Source passage →
It was a pleasure and honor to give the 2025 H1 Art Market Update talk to Chubb’s Fine Art team last week. Thank you to Laura Doyle for extending the invitation, which provided an opportunity to reflect just before the fall auction season opens in New York this week.

By many measures, the art market continued to contract significantly in 2024 (e.g., auction totals down 25%, and off by 39% for $10M+ lots), and has remained soft on the whole in 2025, and yet the total picture has been much more complex than this.

Year-to-year comparisons of totals at equivalent auctions are not fully determinative with regard to the health of a market, nor can demand necessarily be wholly assessed given the circumstantial nature of supply, whether from estates or otherwise.

Task requirements →
a – Reproduce verbatim the part of the art market passage that opens with the words "It was a pleasure" and closes with "estates or otherwise.".
b – Count the lines in the rows that contain the string "metal", and give only that number.

Data provided →

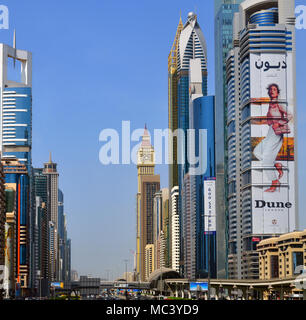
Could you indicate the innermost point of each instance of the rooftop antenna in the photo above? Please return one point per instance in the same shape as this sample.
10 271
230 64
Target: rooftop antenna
14 46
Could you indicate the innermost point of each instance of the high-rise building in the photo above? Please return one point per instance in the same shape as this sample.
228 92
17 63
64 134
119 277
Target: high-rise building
42 273
166 230
148 185
16 106
261 131
173 110
61 234
198 195
9 283
161 232
17 180
2 227
190 44
175 230
149 261
224 15
50 171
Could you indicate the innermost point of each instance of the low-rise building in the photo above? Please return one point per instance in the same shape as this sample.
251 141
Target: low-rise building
282 257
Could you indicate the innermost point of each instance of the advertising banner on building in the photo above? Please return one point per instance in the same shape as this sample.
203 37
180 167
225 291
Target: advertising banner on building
8 281
272 143
210 206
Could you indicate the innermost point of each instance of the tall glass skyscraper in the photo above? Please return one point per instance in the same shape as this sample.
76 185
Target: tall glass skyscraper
17 180
261 127
189 44
224 15
198 195
16 107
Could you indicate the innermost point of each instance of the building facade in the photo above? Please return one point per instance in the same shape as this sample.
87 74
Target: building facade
148 185
2 227
42 276
175 230
282 257
16 106
17 180
198 195
224 16
261 131
50 170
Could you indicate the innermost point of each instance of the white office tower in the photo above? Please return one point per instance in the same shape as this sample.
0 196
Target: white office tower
175 229
261 126
16 104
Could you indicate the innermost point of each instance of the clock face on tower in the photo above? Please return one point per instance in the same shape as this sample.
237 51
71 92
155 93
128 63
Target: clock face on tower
146 157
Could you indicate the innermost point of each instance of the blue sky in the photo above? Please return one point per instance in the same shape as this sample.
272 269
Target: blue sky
96 63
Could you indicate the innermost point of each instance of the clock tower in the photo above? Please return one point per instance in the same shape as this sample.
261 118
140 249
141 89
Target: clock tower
148 185
145 157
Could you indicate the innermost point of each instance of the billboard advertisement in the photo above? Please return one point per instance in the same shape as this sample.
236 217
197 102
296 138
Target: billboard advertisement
59 285
8 283
272 143
198 286
210 206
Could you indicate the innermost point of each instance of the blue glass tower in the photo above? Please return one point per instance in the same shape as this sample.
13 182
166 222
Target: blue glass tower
224 16
191 45
17 124
17 179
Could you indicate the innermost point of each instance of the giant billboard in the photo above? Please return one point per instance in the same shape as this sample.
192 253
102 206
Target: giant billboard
272 143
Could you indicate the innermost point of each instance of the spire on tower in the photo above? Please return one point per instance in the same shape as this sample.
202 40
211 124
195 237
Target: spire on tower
14 46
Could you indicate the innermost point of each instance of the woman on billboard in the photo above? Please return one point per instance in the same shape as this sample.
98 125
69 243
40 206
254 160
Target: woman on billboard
268 149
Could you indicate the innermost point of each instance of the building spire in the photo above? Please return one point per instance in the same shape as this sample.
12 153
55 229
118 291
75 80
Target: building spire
14 46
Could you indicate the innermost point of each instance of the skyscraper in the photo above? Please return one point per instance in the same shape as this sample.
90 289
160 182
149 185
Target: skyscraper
189 44
17 180
61 235
261 126
2 227
224 15
42 239
52 207
173 106
161 232
175 230
148 185
16 106
198 195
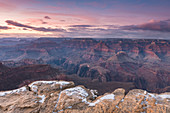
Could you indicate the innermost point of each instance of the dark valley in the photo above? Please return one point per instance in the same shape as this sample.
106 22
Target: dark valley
94 63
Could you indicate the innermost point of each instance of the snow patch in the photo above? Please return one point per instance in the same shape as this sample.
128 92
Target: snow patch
106 97
22 89
76 90
164 96
42 98
34 87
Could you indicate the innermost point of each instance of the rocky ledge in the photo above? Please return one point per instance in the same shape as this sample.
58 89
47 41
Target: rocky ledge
65 97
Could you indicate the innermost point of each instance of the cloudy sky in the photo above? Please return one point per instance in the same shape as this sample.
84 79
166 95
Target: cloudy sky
85 18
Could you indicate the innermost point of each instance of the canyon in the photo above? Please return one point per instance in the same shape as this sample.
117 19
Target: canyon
137 63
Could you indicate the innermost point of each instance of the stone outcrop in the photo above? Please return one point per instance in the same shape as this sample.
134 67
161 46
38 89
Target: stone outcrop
65 97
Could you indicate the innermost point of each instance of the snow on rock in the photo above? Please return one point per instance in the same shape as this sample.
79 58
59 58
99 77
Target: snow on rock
106 97
34 87
42 98
94 93
22 89
76 90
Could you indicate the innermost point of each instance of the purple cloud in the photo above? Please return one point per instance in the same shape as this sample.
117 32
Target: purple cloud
4 27
162 26
43 29
47 17
82 26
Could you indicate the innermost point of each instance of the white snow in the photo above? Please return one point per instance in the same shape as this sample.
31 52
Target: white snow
106 97
164 96
34 87
94 92
76 90
22 89
42 98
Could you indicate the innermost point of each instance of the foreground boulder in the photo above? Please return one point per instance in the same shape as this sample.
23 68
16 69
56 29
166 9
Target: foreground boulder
65 97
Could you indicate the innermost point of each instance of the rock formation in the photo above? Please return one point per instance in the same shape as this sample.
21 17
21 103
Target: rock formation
65 97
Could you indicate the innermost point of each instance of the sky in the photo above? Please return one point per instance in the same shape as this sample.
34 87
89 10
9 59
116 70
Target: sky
85 18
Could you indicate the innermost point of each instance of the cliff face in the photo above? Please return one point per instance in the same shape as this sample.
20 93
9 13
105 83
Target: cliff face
65 97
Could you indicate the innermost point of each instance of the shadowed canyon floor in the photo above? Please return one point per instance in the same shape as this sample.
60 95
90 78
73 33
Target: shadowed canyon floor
128 63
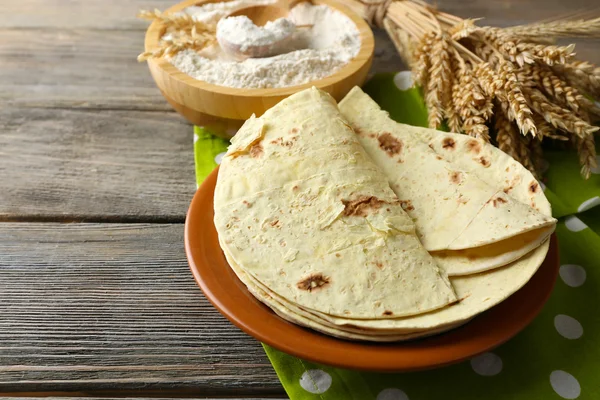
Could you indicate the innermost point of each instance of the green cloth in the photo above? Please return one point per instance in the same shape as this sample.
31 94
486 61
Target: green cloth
557 356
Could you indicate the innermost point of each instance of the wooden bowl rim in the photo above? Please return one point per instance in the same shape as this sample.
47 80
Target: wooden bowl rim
367 47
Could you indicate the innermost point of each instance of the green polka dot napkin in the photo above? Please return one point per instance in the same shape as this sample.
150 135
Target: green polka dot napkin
556 357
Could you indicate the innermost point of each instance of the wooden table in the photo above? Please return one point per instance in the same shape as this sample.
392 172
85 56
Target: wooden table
96 176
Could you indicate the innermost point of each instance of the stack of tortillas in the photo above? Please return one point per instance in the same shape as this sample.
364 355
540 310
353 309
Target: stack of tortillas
346 222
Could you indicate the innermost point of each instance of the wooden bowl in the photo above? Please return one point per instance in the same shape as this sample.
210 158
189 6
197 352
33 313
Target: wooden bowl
224 109
229 295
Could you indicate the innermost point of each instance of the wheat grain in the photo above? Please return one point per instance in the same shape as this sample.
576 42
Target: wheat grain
182 32
581 74
422 59
586 147
512 95
506 134
439 76
558 116
561 28
546 130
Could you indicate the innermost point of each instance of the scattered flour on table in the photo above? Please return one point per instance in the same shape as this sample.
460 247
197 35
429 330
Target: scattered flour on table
312 53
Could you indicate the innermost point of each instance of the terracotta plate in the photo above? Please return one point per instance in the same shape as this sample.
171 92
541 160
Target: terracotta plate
222 287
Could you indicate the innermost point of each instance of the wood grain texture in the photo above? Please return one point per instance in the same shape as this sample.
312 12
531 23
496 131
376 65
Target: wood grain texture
117 14
85 68
94 165
76 69
105 307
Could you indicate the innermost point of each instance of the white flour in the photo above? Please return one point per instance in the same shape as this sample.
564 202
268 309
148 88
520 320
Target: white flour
312 53
242 32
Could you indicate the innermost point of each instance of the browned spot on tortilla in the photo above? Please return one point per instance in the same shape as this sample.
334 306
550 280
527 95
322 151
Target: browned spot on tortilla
533 187
466 297
484 161
313 282
361 206
473 146
455 177
448 144
389 144
406 205
497 201
256 150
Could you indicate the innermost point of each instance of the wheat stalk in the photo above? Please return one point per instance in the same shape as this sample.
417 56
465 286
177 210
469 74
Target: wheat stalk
556 29
440 73
558 116
182 32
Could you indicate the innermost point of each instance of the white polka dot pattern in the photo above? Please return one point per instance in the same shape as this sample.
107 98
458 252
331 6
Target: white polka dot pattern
392 394
597 169
487 364
403 80
572 275
574 224
315 381
586 205
568 327
565 384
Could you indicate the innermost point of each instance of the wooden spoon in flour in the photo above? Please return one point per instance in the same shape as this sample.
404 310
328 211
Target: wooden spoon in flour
257 31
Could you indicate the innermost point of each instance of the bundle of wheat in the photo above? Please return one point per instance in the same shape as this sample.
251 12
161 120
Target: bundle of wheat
512 79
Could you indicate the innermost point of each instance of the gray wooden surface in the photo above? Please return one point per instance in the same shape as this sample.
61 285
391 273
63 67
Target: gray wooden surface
96 174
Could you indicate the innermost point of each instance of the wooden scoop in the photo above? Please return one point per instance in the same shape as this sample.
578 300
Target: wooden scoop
260 15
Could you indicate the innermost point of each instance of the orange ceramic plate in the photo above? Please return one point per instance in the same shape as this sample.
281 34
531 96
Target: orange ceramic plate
222 287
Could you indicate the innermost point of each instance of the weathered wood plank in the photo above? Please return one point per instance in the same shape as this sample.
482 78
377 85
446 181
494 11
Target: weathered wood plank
94 165
76 69
110 307
92 69
72 14
116 14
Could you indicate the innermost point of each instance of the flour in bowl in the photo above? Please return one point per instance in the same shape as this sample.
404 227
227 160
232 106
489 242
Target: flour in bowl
310 53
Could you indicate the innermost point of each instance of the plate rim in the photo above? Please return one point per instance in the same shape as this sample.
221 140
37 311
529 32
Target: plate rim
421 354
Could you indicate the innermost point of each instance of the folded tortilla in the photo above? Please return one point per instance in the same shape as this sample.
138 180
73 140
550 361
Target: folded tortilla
301 208
473 208
308 320
476 293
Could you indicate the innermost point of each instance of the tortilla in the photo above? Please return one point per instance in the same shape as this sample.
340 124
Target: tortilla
301 208
477 293
456 204
307 320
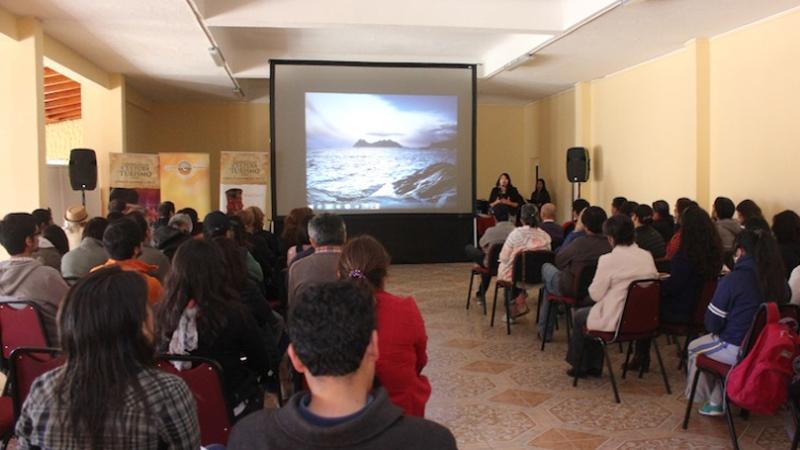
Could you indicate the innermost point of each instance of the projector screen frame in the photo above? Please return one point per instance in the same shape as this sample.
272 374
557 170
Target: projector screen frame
473 131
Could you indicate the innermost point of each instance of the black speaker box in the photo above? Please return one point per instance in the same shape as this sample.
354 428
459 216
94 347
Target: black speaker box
578 165
82 169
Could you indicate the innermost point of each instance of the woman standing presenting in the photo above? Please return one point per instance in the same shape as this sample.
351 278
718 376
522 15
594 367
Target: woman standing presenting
505 193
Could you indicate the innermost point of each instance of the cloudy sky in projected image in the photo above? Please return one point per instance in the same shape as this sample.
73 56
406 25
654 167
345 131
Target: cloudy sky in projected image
336 120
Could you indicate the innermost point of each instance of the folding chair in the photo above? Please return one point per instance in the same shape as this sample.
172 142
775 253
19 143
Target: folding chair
526 271
494 254
639 320
205 380
720 370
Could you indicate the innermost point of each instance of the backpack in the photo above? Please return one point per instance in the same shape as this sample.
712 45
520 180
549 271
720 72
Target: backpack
760 382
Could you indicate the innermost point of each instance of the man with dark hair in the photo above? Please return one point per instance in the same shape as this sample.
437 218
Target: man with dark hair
149 254
728 228
25 278
123 242
494 235
89 254
559 278
335 345
327 234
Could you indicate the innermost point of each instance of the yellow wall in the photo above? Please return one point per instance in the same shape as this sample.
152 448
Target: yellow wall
755 104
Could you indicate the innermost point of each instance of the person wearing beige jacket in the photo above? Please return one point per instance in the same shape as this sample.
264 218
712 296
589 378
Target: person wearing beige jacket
615 272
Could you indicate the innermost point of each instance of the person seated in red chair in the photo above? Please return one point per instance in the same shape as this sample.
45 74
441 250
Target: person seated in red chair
615 272
25 278
401 328
494 235
335 346
756 278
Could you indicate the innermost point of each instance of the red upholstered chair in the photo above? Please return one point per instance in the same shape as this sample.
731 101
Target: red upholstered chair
20 326
526 271
205 381
639 321
696 326
581 283
478 270
26 364
720 370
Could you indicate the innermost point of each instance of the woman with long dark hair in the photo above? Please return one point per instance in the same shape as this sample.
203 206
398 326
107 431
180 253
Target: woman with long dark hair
756 278
403 340
108 395
202 315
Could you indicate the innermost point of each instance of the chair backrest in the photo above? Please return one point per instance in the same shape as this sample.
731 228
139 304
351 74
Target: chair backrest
27 364
640 315
528 266
205 381
703 299
20 325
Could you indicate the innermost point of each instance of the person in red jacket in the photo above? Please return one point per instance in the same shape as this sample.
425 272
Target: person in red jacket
401 330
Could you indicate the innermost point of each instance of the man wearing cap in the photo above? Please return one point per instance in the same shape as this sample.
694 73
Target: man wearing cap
75 220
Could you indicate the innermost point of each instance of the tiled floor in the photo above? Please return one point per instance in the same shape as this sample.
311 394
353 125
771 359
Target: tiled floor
500 392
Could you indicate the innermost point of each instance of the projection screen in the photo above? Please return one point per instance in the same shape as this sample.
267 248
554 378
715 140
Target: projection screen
372 138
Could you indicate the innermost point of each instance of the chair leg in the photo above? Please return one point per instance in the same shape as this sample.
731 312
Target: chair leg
690 402
611 373
627 359
469 290
661 365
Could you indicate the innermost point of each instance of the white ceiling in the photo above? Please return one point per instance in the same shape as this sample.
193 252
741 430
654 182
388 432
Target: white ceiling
163 51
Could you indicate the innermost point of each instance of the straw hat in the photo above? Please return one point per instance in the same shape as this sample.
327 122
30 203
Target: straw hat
76 214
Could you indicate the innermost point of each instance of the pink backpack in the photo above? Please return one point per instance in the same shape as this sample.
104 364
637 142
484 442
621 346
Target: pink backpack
760 382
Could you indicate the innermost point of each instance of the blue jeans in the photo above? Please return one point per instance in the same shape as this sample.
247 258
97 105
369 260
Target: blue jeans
550 277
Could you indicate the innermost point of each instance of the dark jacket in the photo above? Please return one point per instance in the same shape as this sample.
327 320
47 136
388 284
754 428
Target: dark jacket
380 426
584 250
647 238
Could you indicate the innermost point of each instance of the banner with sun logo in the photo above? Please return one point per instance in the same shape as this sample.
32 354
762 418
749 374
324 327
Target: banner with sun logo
186 180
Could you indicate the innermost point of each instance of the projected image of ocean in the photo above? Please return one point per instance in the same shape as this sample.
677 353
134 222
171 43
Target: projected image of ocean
373 152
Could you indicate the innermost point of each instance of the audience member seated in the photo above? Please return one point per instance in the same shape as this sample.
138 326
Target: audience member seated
335 345
697 261
165 212
75 220
571 231
400 326
25 278
754 280
149 254
123 242
295 233
528 237
540 196
216 224
663 222
616 205
647 238
494 235
609 289
747 209
675 243
79 261
504 193
108 394
168 238
559 278
786 227
327 233
201 315
723 218
549 225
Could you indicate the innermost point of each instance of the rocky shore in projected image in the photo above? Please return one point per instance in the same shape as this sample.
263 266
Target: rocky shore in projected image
368 151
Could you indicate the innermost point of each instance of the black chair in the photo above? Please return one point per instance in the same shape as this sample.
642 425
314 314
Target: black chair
477 269
526 271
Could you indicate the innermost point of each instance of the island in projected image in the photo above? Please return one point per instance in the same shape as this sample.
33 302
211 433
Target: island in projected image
371 151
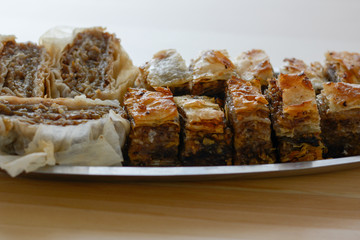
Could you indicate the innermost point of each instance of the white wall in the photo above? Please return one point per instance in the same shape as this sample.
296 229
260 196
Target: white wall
303 29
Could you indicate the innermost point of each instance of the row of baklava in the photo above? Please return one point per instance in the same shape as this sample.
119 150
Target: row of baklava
213 112
239 112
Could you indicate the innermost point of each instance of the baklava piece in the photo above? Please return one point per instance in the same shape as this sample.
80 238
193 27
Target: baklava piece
339 106
295 118
314 72
210 71
166 69
343 67
89 62
155 127
206 139
254 64
35 132
248 113
24 68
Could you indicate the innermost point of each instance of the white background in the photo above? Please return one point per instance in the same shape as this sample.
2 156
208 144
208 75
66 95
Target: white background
303 29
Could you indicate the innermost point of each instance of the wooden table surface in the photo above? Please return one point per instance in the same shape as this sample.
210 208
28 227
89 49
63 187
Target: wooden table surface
323 206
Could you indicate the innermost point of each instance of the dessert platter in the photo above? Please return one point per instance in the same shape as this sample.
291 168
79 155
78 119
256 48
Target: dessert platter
75 106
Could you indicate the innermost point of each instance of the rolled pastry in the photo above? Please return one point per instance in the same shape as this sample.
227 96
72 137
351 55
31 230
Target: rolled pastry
35 132
24 68
90 62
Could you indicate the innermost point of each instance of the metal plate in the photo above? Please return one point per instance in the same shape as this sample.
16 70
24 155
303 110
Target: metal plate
194 173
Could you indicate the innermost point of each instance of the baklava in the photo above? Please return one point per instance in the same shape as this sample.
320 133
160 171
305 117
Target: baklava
205 136
314 72
35 132
88 62
155 127
248 113
295 118
254 64
343 67
24 68
210 71
339 107
166 69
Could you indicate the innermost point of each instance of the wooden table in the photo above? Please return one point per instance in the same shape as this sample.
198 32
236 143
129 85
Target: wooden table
323 206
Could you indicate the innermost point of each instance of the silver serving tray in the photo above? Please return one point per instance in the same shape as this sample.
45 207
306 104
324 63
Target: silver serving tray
195 173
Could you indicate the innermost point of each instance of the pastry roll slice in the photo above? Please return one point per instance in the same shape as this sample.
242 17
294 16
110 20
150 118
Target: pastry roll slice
343 67
210 71
254 64
314 72
88 62
24 68
155 127
339 107
35 132
295 118
248 112
166 69
206 139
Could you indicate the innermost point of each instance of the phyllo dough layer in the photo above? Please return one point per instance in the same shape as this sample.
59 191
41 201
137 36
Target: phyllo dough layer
343 67
295 118
24 68
254 64
210 71
35 132
314 72
90 62
206 139
339 106
166 69
248 113
155 127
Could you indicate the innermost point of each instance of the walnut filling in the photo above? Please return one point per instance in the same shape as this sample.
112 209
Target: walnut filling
54 114
86 64
19 64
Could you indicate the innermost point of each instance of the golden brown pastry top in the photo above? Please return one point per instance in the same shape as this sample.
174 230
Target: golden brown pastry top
315 72
298 96
254 64
341 96
346 65
212 65
202 113
166 69
246 96
148 108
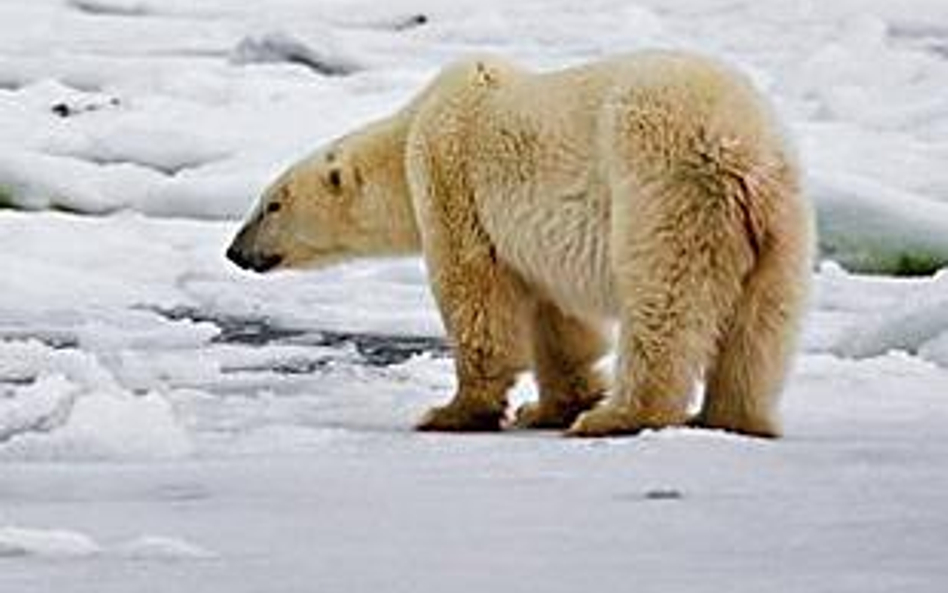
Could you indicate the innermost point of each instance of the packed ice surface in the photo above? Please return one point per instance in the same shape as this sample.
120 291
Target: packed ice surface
168 423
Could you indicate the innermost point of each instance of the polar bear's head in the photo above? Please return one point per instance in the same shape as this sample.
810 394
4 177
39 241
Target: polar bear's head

Answers for the exercise →
a –
It was a pleasure and honor to give the 2025 H1 Art Market Update talk to Chubb’s Fine Art team last week. Thank you to Laura Doyle for extending the invitation, which provided an opportunity to reflect just before the fall auction season opens in New York this week.

By many measures, the art market continued to contract significantly in 2024 (e.g., auction totals down 25%, and off by 39% for $10M+ lots), and has remained soft on the whole in 2025, and yet the total picture has been much more complex than this.

Year-to-year comparisons of totals at equivalent auctions are not fully determinative with regard to the health of a market, nor can demand necessarily be wholly assessed given the circumstantial nature of supply, whether from estates or otherwise.

b – 2